Data supplied>
^^^^^^^^^^^^^^^^
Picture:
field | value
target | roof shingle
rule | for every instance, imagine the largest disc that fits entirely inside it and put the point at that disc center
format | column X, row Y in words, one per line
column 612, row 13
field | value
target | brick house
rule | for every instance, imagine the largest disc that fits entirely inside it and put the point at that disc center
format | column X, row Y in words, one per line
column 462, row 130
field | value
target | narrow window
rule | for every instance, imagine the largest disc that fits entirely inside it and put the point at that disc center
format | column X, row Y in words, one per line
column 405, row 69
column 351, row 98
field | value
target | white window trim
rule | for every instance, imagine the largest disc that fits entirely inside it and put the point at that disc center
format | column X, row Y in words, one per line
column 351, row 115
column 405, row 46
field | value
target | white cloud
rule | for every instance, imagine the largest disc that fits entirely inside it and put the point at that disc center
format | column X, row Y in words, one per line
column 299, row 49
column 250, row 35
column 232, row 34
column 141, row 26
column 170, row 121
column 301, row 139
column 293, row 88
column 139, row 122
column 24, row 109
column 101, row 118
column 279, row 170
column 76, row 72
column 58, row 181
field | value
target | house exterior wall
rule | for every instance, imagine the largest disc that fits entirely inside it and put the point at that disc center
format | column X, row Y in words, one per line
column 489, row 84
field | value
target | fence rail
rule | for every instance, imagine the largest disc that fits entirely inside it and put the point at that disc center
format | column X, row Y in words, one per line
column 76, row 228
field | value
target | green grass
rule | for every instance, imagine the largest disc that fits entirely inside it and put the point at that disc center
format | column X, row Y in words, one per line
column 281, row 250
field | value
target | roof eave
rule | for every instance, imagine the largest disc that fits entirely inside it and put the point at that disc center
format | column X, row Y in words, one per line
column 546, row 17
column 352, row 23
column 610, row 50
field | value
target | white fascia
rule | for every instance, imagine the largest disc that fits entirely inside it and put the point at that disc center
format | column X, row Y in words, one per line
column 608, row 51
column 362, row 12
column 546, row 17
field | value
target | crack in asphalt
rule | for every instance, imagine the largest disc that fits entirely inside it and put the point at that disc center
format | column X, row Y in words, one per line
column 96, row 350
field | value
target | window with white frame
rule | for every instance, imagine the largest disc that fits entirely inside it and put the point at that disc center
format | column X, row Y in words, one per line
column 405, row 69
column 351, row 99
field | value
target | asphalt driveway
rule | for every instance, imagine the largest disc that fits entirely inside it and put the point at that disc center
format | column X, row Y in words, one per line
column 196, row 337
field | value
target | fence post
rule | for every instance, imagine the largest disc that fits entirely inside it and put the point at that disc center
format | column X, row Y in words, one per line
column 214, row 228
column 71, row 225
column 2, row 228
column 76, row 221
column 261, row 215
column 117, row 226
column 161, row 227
^^^^^^^^^^^^^^^^
Task> Count the lines of the listing above that contain the string "fence", where letter case matters. Give only the number.

Finished task> 2